# NBD! - Dingwall Afterburner Z series 5 String



## JamesMT (Jul 21, 2013)

Hey guys!

My Dingwall ABZ 5 string arrived this week! First, here are some pictures:



































































Specs:

Swamp Ash Body
3 Piece Canadian Maple Neck
Canadian Maple Board
Novax Fanned Fret System with Banjo Frets
Dingwall Passive Pickups
Hipshot tuners with extender key on the B string
Locking Jack
Strap Locks

This is a 2013 model ABZ 5 string natural finish Dingwall Bass.

This bass is just incredible! For starters, it's really light and makes playing an absolute joy. The fanned frets take about two minutes total playing time to get used to, after which you don't even notice the difference on your fingertips, however the tone says it all. Once plucked or slapped, the B string keep going, and going, and going until you tell it to stop! 

The extender key is perfect for me as I play in drop A tuning and I tune the same as my guitarists, just an octave lower. When dropped to A, the string is still as clear and tight as ever.

The finish on the body and neck is really well done. Really smooth and makes playing a breeze whilst still feeling as solid as ever.


Big thumbs up to Dingwall on this one!


----------



## reidartuv (Jul 21, 2013)

Awesome! Looks sick  HNBD! (first time writing HNBD for me at sevenstring )


----------



## Sean1242 (Jul 21, 2013)

This is my favorite Dingwall I've seen yet. HNBD!


----------



## Mwoit (Jul 21, 2013)

Playing live is great with it. It's so damn light! 

Great choice man.


----------



## T-e-r-r-y (Jul 21, 2013)

That is gorgeous, congrats mate!
Are those Warwick strings on it? Or the Dingwall ones?


----------



## MrSleepwalker (Jul 21, 2013)

omg, what a beast!


----------



## Despised_0515 (Jul 22, 2013)

Can we hear it??

Congrats!!


----------



## Daf57 (Jul 22, 2013)

Nice!!! Congrats, man!


----------



## JamesMT (Jul 22, 2013)

T-e-r-r-y said:


> That is gorgeous, congrats mate!
> Are those Warwick strings on it? Or the Dingwall ones?



The Dingwall ones !


----------



## JamesMT (Jul 22, 2013)

Despised_0515 said:


> Can we hear it??
> 
> Congrats!!



Hopefully soon yes!


----------



## Radau (Jul 22, 2013)

That is beautiful, man!


----------



## jonajon91 (Jul 22, 2013)

Question that has only just really hit me; Do you play with your thumb rested of the slanted pickup? Is it harder to get used to?


----------



## MF_Kitten (Jul 22, 2013)

Jesus christ, that's hot. And the nit-picker in me is loving the simple 3-knob layout. Dear god, that thing is amazing!


----------



## JamesMT (Jul 22, 2013)

- Record extracts -

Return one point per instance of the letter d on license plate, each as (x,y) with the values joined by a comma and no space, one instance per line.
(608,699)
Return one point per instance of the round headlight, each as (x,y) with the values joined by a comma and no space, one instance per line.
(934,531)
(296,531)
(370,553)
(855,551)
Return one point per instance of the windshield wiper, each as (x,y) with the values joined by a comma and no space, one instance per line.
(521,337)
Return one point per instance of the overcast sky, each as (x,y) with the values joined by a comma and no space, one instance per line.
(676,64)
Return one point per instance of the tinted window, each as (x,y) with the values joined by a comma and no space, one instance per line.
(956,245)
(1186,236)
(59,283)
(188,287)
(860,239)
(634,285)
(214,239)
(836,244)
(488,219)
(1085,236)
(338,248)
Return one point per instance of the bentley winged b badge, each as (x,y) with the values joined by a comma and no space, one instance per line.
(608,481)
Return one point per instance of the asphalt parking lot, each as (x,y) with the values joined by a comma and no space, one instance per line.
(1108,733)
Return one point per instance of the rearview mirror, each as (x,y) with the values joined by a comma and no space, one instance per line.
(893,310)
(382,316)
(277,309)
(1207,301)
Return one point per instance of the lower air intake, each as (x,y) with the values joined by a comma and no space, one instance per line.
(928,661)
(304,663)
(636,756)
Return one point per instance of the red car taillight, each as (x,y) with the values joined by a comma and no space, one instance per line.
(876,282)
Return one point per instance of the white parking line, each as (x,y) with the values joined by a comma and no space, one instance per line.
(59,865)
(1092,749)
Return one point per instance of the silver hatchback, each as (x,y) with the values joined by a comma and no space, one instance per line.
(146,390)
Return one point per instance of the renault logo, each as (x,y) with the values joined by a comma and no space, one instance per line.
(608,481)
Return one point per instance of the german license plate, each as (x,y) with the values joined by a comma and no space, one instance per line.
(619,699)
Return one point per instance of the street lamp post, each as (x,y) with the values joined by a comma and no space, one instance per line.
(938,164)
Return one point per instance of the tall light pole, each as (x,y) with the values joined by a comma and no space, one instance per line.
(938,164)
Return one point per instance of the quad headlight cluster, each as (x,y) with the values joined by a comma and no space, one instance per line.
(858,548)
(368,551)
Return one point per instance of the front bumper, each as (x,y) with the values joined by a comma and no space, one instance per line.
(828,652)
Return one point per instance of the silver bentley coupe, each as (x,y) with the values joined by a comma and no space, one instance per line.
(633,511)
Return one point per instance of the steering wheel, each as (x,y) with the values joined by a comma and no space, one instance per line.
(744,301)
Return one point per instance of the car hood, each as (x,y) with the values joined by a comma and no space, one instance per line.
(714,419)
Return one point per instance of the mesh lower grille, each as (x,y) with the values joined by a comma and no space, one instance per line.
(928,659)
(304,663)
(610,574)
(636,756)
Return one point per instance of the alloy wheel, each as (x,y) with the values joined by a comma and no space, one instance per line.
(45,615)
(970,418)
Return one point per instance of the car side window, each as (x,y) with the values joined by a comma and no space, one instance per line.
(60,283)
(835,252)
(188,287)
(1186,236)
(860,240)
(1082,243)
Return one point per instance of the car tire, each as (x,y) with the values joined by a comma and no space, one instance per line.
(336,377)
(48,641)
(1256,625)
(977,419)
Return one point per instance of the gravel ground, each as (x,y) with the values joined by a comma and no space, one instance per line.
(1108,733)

- Goal -
Reproduce the Dingwall bass thread word for word from "## Radau (Jul" down to "get used to?".

- Task solution -
## Radau (Jul 22, 2013)

That is beautiful, man!


----------



## jonajon91 (Jul 22, 2013)

Question that has only just really hit me; Do you play with your thumb rested of the slanted pickup? Is it harder to get used to?